= SET TASK =
Rewrite everything in the listing from the line containing "Detect every instance of distant" down to the line containing "630, 472, 682, 541", including both of those lines, with "cypress tree" changed to "cedar tree" and everything else left the same.

Records from a data source:
┏━━
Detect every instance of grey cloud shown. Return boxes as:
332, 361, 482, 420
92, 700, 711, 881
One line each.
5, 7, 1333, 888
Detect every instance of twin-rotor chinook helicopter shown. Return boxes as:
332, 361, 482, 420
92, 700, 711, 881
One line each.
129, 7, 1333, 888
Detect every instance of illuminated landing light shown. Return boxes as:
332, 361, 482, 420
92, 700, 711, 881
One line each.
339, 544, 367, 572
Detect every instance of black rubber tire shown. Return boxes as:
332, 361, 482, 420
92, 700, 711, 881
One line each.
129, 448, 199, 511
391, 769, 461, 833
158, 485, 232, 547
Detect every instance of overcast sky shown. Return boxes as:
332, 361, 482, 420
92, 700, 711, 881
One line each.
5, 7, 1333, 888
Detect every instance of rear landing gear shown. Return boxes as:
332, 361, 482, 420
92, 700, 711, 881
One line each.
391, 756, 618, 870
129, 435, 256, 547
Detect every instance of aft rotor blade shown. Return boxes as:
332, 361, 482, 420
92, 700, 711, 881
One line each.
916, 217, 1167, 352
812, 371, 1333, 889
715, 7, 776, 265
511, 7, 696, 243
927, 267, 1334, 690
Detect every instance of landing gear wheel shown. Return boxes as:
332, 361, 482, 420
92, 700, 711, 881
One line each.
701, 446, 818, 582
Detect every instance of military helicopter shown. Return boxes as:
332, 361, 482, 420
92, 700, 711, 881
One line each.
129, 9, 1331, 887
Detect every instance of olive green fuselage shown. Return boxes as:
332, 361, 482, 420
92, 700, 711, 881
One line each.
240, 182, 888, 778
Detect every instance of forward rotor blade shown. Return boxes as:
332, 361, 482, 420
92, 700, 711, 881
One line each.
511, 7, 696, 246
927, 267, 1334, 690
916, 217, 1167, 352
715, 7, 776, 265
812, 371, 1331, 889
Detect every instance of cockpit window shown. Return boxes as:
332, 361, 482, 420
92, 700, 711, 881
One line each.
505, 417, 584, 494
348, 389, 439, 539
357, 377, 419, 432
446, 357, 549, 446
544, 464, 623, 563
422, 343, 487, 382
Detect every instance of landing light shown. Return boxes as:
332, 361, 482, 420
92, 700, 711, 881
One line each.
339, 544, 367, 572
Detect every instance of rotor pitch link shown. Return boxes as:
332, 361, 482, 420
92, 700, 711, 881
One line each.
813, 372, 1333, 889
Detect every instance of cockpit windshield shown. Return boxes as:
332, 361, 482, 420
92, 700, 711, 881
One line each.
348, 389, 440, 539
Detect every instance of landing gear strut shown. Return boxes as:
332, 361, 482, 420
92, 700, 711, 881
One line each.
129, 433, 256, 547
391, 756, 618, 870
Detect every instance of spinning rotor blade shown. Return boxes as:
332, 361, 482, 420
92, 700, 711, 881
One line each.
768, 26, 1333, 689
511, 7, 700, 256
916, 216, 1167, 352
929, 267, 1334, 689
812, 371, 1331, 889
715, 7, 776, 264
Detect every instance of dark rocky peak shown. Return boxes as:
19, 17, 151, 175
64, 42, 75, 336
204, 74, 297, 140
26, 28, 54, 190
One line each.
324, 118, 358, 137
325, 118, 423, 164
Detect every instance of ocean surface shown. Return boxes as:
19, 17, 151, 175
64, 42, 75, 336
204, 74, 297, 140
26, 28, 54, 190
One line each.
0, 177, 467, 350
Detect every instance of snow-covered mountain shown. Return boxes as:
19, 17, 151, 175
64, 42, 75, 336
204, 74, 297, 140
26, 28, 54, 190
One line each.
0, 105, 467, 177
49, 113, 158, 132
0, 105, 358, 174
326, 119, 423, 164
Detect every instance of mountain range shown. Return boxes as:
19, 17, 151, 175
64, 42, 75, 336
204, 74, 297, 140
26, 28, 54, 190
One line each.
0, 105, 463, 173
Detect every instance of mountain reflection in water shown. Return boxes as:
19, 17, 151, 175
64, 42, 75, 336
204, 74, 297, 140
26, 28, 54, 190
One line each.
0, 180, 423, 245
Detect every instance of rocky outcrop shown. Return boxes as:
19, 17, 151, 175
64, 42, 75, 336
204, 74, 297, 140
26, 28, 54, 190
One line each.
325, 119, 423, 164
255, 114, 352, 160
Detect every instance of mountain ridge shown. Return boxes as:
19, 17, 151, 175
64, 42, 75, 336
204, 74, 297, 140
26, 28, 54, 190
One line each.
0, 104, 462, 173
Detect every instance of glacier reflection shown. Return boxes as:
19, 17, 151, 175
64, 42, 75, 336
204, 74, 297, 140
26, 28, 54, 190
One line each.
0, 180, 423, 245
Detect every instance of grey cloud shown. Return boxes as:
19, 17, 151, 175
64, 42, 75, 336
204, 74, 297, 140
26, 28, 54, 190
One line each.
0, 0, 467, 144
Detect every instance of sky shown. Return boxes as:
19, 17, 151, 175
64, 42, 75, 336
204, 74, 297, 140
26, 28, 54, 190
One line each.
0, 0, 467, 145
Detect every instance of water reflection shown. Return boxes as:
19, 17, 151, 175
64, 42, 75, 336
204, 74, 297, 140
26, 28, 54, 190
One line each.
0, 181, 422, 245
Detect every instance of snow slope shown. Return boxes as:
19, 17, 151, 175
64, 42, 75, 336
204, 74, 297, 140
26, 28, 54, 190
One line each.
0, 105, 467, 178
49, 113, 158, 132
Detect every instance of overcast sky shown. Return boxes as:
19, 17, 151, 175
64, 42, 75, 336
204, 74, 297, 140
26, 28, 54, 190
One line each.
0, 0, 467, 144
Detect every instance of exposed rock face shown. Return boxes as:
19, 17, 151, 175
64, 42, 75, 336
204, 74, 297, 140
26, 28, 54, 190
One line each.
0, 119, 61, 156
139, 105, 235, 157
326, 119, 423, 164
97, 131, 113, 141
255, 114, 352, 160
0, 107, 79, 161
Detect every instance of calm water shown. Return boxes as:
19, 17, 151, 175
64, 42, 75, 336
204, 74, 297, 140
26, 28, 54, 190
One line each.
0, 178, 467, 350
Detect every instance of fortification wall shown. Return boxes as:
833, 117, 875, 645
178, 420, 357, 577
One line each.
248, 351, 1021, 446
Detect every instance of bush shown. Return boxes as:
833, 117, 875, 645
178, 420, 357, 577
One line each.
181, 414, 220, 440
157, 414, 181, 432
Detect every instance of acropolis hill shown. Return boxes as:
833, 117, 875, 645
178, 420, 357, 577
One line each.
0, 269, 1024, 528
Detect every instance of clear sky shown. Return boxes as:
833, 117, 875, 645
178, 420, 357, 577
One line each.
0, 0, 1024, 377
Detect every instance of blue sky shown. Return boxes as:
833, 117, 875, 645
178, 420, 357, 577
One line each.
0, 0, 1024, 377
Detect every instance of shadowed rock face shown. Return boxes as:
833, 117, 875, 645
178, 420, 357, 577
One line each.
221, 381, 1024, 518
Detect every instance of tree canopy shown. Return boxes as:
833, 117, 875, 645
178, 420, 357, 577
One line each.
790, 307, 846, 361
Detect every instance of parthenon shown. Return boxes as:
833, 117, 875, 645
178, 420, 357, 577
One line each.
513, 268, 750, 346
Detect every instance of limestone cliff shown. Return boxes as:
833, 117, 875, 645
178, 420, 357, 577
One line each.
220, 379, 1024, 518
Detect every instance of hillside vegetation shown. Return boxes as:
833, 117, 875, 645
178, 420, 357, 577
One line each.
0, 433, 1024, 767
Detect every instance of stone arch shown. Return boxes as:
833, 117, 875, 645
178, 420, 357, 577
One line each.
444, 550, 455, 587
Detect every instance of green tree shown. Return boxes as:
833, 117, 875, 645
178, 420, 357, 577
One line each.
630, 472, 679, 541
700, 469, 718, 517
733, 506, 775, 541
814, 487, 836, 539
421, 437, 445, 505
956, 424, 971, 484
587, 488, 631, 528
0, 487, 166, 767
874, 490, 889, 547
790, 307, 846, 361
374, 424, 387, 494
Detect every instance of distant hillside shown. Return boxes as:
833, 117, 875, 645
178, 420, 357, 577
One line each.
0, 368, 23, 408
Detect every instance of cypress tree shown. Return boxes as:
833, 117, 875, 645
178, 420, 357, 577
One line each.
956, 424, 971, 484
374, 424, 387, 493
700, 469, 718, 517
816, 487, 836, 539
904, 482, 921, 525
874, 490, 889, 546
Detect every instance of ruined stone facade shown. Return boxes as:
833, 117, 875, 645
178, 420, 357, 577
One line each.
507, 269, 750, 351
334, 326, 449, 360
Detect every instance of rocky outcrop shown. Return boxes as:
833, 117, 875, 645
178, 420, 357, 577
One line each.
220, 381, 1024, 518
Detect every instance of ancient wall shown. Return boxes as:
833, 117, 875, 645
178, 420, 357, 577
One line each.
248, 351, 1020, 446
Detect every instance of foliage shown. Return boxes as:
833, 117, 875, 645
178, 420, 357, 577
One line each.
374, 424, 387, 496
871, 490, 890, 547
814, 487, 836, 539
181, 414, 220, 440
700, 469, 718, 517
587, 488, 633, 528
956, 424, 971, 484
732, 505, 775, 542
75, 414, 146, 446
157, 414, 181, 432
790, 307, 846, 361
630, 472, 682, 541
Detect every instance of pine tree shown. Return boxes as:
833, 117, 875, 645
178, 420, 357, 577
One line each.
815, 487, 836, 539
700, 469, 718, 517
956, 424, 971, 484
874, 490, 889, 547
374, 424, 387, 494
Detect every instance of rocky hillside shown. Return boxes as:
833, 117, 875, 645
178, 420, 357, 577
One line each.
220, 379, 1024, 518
┗━━
= OUTPUT FOR THIS EXERCISE =
Detect every instance of distant hillside shown. Return boxes as:
833, 117, 875, 645
178, 420, 357, 577
One line each.
0, 368, 23, 408
Detect every instance of cedar tree shown. Return boxes as:
833, 117, 875, 645
178, 420, 357, 577
One line each.
956, 424, 971, 484
374, 424, 387, 493
700, 469, 718, 517
816, 487, 836, 539
904, 482, 921, 525
874, 490, 889, 546
Detect every instance of ruined stone facade shown. Return boxes as:
833, 117, 875, 645
178, 420, 357, 577
One line each.
507, 269, 750, 351
334, 326, 449, 360
Detect every instance of rocky outcrop shown. Return boxes as:
833, 117, 875, 645
178, 420, 357, 577
One line each.
220, 381, 1024, 518
Detect every instance of ancient wall shown. Return boxes as:
833, 117, 875, 645
178, 420, 357, 577
One line each.
248, 351, 1020, 446
Detect every instance of foliage shown. Return boxes as:
833, 117, 875, 645
178, 420, 357, 577
One line each.
374, 424, 387, 496
871, 490, 890, 547
814, 487, 836, 539
181, 414, 220, 440
700, 469, 718, 517
587, 488, 633, 528
956, 424, 971, 484
732, 505, 775, 542
75, 414, 146, 446
157, 414, 181, 432
790, 307, 846, 361
630, 472, 682, 541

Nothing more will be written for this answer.